→ REQUIRED WORK
**A)** Translate this sentence from the Battlefield 4 article below into Spanish: "Even though I’m constantly in danger, I feel as though I control my fate to an extent."
**B)** Write out the passage of the Battlefield 4 article below from "First of all, it’s" up to and including "as it seems.", character for character.

→ SELECTION
---

This article may or may not come as a surprise to you. After all, I’ve written a lot in the past few weeks about how much I loathe EA and the issues I’ve had with Battlefield 4. With all that being said, however, I love the game when it works right. When it’s not bugging out, BF4 is the best online shooter I’ve ever played, and for many reasons. It’s a shame that the launch was marred (and is still being marred) with bugs and glitches galore, but I can’t overlook the fact that I’ve thoroughly enjoyed the Battlefield 4 experience when it’s at its best, and I’ve sunk nearly 60 hours into the multiplayer portion of this game in the past 6 weeks. Here are just a few reasons why I can’t get enough of this game.
First of all, it’s chaotic. There are choppers flying everywhere, tanks are taking potshots at you, ATVs are whizzing past at breakneck speeds, parachuters are raining fire from above, buildings are being turned to rubble by RPG blasts, snipers are methodically placing their shots, and stealhy assassins are constantly sneaking up from behind. There is so much to be paying attention to in this game, especially when a whopping 64 players are all dumped into the same map. The thrill one gets from bobbing and weaving through a hail of gigantic 30mm bullets is like none other. Sending a booby trapped ATV into a crowd of enemies and detonating it is absolutely awesome, and sending a well-placed RPG rocket into a chopper’s cockpit is extremely satisfying. With all the explosions and chaos, however, Battlefield 4 isn’t as unforgiving as it seems.
Amidst the chaos, I love the calmness and control I feel as well. True, I may be getting blasted by missles while I’m in my boat, but I always have an escape strategy; a jet-ski can be delpoyed when I’m in danger. Alternatively, I can exit my craft and repair it before hopping back in and eliminating the threat. When guided missles head for my chopper, I can set off infrared flares to mask my position. Even though I’m constantly in danger, I feel as though I control my fate to an extent. I don’t feel too vulnerable most times, even if I’m simply running on foot. Long story short, everything is well balanced so that there are pros and cons to nearly every vehicle, weapon, and gadget. Tanks aren’t inherently better than a couple of infantrymen with decent aim, and attack boats aren’t immune to missiles from overhead choppers, for example.
I also love the element of teamwork. With so much strategy layered into the multiplayer experience, it’s nearly impossible to succeed without good teamwork. I, for example, mainly play the Obliteration game mode. Both teams have three bomb sites they must defend, and a bomb spawns in the middle of the map. Each team must try to obtain possession of the bomb and plant it at one of the enemy’s sites before their enemy does the same. Because the bomb carrier is always visible on the radar, it’s nearly impossible for him to sneak though defenses or try to plant it on his own (usually). Most times, a bomb carrier is nothing unless he has a vehicle come to pick him up and take him to the site. Better yet, and armored vehicle with a decent driver and multiple gunners is ideal. Luckily, most members of the Battlefield community are smart enough to realize the importance of teamwork over personal glory.

---

→ EXTRACTED ENTRIES
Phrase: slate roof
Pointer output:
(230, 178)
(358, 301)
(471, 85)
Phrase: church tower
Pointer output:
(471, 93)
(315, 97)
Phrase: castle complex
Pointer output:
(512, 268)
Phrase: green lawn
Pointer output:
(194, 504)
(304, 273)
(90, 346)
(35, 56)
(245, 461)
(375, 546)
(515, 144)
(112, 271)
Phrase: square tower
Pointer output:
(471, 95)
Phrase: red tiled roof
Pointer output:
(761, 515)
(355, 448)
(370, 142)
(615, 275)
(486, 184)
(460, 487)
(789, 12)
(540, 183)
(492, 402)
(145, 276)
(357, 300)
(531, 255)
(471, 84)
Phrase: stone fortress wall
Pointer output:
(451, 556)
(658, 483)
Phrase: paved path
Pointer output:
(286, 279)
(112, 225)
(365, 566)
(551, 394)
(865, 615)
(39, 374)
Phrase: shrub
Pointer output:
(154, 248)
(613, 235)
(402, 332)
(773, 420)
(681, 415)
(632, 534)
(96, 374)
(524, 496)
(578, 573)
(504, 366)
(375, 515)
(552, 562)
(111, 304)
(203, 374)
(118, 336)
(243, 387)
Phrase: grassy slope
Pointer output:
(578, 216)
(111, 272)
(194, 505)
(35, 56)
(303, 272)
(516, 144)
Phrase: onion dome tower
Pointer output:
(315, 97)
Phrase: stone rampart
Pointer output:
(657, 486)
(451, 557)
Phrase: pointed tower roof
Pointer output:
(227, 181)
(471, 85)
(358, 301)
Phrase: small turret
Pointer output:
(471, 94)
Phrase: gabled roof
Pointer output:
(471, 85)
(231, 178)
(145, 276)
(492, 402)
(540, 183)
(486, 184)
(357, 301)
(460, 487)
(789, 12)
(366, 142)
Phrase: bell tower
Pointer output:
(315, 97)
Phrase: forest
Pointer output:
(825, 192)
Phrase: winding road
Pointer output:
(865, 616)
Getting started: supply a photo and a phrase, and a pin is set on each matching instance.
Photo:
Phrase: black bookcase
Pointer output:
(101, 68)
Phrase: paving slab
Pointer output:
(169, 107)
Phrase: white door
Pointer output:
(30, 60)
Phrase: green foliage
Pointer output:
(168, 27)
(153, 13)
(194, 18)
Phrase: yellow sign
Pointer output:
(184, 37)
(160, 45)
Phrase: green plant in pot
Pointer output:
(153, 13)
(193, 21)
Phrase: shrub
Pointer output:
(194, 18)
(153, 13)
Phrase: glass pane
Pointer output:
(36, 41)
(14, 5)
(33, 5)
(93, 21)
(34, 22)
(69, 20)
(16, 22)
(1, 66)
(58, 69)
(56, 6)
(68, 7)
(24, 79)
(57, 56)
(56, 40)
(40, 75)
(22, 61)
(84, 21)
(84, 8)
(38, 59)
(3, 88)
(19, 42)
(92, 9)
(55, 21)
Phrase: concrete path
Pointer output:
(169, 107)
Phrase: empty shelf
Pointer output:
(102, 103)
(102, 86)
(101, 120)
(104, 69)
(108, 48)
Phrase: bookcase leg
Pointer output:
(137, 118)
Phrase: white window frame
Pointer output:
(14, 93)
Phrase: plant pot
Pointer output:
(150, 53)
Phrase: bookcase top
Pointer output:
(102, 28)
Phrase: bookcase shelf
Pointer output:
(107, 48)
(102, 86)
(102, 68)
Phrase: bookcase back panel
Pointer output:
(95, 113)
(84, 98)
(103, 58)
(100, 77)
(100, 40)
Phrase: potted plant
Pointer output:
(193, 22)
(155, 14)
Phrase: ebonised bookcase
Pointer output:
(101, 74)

---

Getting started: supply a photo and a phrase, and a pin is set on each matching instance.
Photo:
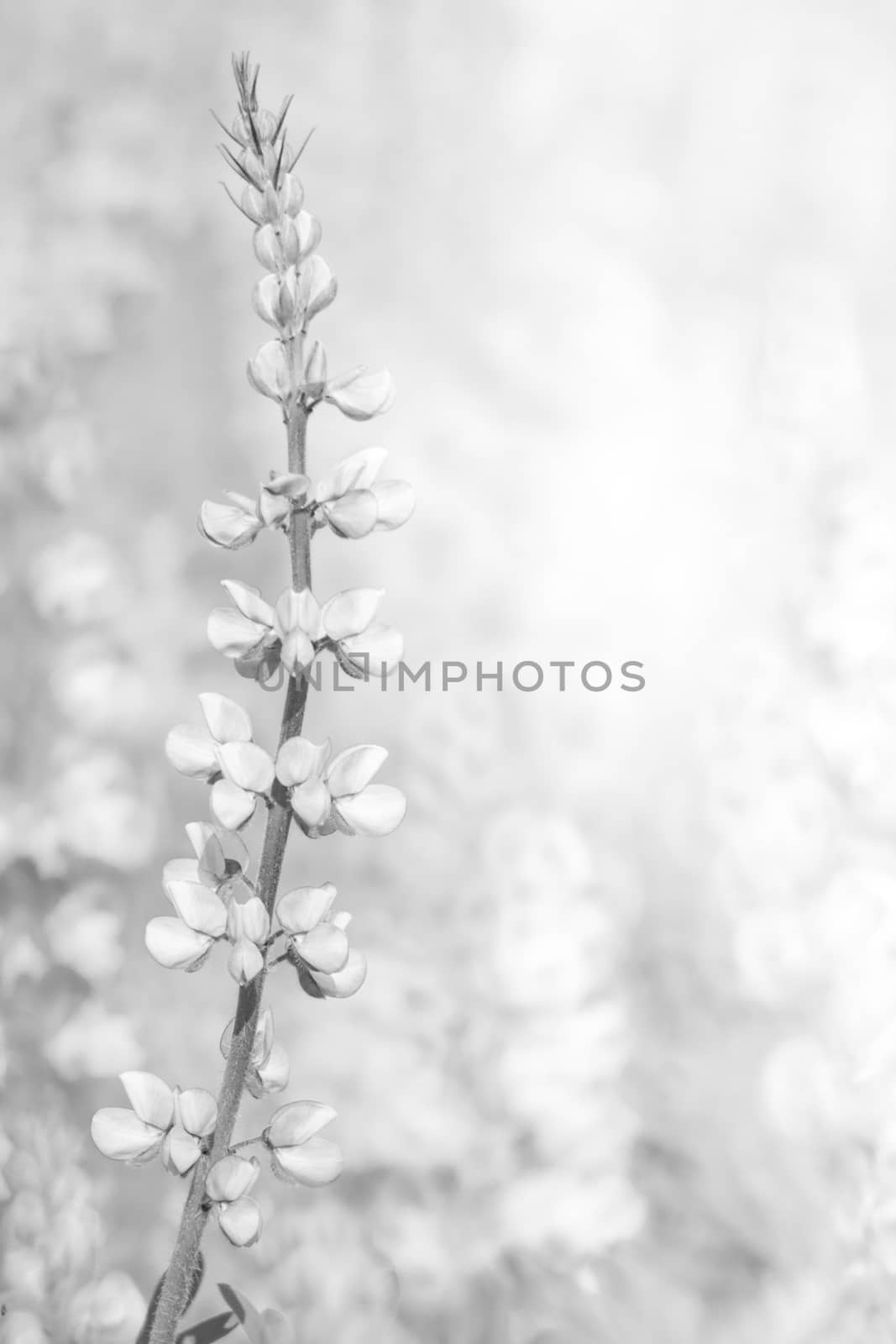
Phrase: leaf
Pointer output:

---

→ THE RESULTS
**A)** Aunque estoy constantemente en peligro, siento que controlo mi destino hasta cierto punto.

**B)**
First of all, it’s chaotic. There are choppers flying everywhere, tanks are taking potshots at you, ATVs are whizzing past at breakneck speeds, parachuters are raining fire from above, buildings are being turned to rubble by RPG blasts, snipers are methodically placing their shots, and stealhy assassins are constantly sneaking up from behind. There is so much to be paying attention to in this game, especially when a whopping 64 players are all dumped into the same map. The thrill one gets from bobbing and weaving through a hail of gigantic 30mm bullets is like none other. Sending a booby trapped ATV into a crowd of enemies and detonating it is absolutely awesome, and sending a well-placed RPG rocket into a chopper’s cockpit is extremely satisfying. With all the explosions and chaos, however, Battlefield 4 isn’t as unforgiving as it seems.